▸ Quoted passage:
"""

Add comment July 26th, 2020 Headsman

Andrew of Phu Yen, the Catholic protomartyr of Vietnam, was executed on this date in 1644 at Ke Cham.

Baptized with his mother in 1641 by French missionary Alexandre de Rhodes, our man Andrew was only 19 years old at the time of his protomartyrdom.

Vietnam in this period was amid a long-running civil war that divided the country north and south; according to de Rhodes’s memoirs — Francophones can read it from chapter XXXII of his Voyages et missions du père Alexandre de Rhodes de la Compagnie de Jésus en la Chine et autres royaumes de l’Orient — a mandarin named Ong Nghe Bo showed up intent on suppressing Christian proselytization after (so he says) de Rhodes owned the local Buddhist monks in scholarly debate. This guy basically grabbed Andrew as the first available Christian convert to make an example of — right or wrong place at right or wrong time, depending on your perspective on eternal salvation. The French Jesuit would soon be expelled from the country but he was able to minister to his young charge in prison and accompany him to the execution grounds.

"""

▸ Supplied data:
"""

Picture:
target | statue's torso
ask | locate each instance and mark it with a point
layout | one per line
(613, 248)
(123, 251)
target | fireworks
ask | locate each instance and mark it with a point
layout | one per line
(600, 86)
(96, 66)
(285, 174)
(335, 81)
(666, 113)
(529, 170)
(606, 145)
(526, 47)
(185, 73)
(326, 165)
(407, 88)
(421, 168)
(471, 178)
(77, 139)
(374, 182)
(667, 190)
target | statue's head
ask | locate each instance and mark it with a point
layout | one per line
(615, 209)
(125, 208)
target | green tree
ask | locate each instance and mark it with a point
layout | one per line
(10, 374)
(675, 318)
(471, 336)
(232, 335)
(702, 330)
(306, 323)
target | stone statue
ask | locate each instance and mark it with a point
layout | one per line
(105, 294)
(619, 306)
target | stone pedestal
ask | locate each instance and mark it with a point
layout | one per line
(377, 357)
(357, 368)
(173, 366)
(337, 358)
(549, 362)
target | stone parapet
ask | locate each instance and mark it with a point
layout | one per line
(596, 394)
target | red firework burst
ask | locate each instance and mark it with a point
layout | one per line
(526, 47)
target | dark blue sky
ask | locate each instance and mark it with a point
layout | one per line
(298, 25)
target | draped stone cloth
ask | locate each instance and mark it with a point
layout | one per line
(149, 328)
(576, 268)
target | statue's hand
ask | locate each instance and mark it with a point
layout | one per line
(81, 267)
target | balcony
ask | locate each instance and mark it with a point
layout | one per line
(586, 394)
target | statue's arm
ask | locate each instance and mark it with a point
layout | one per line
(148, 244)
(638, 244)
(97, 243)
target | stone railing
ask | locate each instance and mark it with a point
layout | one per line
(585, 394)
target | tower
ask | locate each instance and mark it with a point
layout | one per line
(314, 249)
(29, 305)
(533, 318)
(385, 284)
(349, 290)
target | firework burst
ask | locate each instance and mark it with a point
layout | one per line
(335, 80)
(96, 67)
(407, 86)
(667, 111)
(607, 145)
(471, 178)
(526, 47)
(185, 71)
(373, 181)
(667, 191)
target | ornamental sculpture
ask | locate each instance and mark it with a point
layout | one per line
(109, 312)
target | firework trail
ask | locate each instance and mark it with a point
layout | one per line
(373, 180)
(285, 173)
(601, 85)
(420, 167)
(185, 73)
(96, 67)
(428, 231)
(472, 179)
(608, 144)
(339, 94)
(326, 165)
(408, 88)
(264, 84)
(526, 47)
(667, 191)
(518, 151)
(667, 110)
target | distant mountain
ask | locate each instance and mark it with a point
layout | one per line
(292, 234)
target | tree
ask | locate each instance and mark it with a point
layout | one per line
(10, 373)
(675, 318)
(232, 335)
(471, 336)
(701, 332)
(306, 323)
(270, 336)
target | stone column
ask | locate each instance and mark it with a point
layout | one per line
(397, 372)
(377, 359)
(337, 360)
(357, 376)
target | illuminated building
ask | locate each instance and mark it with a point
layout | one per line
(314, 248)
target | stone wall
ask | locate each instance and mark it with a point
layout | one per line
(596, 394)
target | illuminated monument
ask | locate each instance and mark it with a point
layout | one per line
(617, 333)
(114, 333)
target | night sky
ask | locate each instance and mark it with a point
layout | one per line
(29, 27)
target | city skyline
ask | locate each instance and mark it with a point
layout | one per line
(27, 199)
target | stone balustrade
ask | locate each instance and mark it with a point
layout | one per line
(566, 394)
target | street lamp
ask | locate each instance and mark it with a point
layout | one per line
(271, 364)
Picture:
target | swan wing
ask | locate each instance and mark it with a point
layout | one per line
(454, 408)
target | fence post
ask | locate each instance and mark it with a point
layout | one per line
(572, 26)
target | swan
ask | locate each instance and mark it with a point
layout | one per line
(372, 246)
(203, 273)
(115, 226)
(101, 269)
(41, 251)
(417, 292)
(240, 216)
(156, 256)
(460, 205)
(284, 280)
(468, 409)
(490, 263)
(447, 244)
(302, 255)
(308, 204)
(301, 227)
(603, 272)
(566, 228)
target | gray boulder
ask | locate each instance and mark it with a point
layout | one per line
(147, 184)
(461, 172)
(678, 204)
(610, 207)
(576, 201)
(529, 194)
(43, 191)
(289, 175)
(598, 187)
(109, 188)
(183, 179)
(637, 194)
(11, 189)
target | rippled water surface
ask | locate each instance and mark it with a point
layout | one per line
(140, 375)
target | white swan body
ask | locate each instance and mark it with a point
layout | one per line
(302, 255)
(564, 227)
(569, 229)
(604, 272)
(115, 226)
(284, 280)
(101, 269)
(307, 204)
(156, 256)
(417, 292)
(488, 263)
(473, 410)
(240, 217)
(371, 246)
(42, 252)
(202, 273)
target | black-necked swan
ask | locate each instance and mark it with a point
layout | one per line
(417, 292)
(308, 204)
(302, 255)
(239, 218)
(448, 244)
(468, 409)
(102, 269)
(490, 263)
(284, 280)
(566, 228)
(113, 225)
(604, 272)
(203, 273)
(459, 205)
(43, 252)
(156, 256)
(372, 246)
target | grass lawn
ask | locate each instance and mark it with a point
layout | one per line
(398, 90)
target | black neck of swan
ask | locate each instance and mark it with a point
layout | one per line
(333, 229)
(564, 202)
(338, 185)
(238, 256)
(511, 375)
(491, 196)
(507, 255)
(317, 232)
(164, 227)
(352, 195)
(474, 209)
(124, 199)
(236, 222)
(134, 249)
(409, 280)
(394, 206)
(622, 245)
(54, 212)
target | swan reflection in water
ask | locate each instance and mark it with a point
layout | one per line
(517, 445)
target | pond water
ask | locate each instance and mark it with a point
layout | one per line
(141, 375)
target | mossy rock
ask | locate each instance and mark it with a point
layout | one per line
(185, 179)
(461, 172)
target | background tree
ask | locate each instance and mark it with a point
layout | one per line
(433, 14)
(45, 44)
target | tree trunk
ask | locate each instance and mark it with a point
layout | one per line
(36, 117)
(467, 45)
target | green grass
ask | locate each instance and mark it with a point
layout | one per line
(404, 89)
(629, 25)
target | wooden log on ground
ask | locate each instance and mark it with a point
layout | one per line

"""

▸ Given instruction 1: Name every person mentioned by name in the passage about Andrew of Phu Yen.
▸ Given instruction 2: Find each line of the listing that contains the string "stone" and copy those lines out.
The passage and the listing were taken from unrelated sources.

▸ Finished answer 1: Andrew of Phu Yen, Alexandre de Rhodes, Ong Nghe Bo

▸ Finished answer 2:
target | stone statue
target | stone pedestal
target | stone parapet
target | draped stone cloth
target | stone railing
target | stone column
target | stone wall
target | stone balustrade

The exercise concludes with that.